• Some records
* * *
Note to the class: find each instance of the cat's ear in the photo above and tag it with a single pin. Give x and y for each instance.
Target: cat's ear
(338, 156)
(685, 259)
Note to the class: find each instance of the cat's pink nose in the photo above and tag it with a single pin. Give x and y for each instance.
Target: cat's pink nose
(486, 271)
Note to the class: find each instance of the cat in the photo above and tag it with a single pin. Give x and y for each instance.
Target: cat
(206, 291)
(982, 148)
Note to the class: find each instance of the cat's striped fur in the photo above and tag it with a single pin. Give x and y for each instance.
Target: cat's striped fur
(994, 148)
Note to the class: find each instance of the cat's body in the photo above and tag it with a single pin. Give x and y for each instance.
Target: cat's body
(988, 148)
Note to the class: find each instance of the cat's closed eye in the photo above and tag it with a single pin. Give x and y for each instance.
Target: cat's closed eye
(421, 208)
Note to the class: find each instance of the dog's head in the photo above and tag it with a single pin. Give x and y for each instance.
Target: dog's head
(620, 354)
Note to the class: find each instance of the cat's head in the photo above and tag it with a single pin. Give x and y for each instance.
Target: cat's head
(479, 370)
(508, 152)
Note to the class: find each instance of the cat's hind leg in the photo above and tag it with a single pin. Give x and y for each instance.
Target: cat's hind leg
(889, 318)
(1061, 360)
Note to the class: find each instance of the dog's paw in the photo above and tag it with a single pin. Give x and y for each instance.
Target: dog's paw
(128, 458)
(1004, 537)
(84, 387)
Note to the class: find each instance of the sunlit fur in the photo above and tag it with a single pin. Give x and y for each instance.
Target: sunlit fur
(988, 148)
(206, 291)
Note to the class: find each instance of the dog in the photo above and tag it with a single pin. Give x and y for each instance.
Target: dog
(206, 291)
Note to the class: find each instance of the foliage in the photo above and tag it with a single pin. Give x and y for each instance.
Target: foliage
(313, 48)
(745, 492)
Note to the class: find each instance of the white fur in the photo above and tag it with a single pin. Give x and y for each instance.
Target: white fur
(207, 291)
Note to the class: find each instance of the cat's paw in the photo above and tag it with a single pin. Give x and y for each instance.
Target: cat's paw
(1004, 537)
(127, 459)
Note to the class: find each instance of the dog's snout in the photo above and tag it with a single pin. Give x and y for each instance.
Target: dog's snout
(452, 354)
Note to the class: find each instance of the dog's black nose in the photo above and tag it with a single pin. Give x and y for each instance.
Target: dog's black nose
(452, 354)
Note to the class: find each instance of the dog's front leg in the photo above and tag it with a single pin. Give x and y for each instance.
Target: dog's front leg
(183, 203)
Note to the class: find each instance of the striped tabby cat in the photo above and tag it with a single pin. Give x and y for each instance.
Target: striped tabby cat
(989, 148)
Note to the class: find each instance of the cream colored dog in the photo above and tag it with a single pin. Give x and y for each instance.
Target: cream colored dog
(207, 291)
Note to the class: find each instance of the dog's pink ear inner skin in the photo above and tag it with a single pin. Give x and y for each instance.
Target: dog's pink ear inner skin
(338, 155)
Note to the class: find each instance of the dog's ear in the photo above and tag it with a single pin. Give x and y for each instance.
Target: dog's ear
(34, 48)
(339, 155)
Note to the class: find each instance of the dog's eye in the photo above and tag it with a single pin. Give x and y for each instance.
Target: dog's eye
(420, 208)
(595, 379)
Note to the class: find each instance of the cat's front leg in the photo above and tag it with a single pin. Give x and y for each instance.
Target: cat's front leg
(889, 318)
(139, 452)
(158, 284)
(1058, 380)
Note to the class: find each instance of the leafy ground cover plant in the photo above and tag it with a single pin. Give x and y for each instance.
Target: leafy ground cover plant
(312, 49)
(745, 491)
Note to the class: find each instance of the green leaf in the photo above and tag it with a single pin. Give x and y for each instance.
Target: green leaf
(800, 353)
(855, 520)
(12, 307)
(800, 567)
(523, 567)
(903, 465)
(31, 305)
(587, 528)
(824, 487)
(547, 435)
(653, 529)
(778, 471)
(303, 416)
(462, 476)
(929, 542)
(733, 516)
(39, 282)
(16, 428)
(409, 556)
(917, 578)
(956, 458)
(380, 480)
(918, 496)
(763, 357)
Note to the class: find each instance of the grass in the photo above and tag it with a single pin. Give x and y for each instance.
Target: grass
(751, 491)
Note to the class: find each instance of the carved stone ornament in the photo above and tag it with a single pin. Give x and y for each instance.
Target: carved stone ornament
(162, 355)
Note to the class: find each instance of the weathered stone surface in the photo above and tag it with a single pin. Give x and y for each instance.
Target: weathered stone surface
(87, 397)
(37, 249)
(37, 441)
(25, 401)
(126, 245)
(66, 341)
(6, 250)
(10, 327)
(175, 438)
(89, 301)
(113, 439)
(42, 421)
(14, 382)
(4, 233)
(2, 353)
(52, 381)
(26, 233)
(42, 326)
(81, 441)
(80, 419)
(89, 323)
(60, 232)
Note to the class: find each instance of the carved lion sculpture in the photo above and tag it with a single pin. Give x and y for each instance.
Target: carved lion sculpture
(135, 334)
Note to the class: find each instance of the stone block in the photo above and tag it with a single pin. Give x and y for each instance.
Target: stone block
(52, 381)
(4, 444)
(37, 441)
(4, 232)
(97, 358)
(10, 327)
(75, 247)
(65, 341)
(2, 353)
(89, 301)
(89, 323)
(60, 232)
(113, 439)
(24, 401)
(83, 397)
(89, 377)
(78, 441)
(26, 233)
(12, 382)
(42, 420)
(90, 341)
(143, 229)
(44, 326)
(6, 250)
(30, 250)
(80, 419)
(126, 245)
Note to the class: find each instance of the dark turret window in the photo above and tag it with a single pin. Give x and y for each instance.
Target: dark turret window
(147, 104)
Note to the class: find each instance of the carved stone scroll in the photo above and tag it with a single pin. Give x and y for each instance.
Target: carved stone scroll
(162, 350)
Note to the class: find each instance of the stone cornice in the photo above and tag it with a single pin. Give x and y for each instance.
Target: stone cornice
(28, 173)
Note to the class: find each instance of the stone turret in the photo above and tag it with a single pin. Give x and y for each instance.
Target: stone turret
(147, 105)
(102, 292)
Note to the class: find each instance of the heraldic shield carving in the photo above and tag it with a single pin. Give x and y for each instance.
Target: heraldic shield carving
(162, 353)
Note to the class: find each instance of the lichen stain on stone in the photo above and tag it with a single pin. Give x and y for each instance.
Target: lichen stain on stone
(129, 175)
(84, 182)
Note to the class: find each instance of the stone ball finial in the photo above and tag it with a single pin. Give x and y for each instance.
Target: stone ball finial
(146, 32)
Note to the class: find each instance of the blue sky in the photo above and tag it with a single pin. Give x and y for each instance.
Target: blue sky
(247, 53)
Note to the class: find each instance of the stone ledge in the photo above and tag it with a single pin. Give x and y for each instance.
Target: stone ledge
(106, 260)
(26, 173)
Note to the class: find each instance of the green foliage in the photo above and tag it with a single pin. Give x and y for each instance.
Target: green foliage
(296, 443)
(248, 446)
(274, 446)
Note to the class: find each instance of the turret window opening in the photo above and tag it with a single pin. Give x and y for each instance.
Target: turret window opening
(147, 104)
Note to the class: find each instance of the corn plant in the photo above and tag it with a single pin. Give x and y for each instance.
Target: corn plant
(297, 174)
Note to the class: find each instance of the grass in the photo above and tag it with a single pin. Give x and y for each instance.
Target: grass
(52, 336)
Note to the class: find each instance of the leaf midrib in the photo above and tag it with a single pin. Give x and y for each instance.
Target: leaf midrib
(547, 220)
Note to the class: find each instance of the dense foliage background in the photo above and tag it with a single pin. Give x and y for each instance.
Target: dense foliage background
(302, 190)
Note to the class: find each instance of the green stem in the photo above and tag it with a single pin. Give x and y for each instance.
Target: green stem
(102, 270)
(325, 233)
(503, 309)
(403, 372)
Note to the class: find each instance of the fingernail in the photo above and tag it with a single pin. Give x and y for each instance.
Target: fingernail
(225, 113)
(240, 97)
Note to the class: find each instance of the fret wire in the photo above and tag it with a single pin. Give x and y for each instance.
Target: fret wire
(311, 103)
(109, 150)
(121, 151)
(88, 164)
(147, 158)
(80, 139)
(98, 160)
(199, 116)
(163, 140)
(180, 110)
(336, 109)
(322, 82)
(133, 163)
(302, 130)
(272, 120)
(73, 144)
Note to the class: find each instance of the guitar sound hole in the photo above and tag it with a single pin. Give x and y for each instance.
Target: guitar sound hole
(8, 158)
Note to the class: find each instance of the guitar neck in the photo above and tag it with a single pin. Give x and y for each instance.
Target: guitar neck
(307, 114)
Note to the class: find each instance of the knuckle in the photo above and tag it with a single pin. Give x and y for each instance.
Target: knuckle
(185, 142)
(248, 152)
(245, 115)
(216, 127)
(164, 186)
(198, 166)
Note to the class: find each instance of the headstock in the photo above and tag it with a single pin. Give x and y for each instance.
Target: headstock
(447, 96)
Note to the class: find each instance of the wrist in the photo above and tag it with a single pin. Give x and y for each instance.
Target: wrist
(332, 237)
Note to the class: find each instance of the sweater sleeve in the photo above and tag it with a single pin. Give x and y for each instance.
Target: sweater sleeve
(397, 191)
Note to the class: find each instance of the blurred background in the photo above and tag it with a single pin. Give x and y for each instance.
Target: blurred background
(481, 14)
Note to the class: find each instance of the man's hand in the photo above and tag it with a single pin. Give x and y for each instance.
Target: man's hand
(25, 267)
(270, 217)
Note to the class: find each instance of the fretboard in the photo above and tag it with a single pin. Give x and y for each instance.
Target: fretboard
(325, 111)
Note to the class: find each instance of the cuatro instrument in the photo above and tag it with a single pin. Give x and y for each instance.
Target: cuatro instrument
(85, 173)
* * *
• WHAT YOU HAVE TO DO
Extract exactly the lines between the line containing "Note to the class: find each instance of the headstock" and the end of the data, including both.

• IN RESPONSE
Note to the class: find each instance of the headstock in the photo above and tag it with a single pin. Give x and y for each instance.
Target: headstock
(447, 96)
Note to the class: find each instance of the wrist in the photo above and tag it with a single pin. Give x and y for each instance.
Target: wrist
(332, 237)
Note to the class: find each instance of the sweater sleeve in the photo above and tag it with a single pin. Give x and y for each instance.
Target: sweater sleeve
(397, 191)
Note to the class: find each instance of the blurred background in the photo above and tag it with a single pin. Give x and y for each instance.
Target: blurred background
(481, 14)
Note to the class: find each instance of the man's hand in the photo above and tag it with a single pin. Give x and y for each instance.
Target: man's hand
(25, 267)
(270, 217)
Note to the class: find each instance of the fretboard in the photo above and tag it with a single pin. Give x and y for each instance.
Target: fretboard
(325, 111)
Note to the class: find each instance of the cuatro instrument in the photo above and tag it with a single pin. Give x and y for each instance.
Target: cuatro instrument
(85, 173)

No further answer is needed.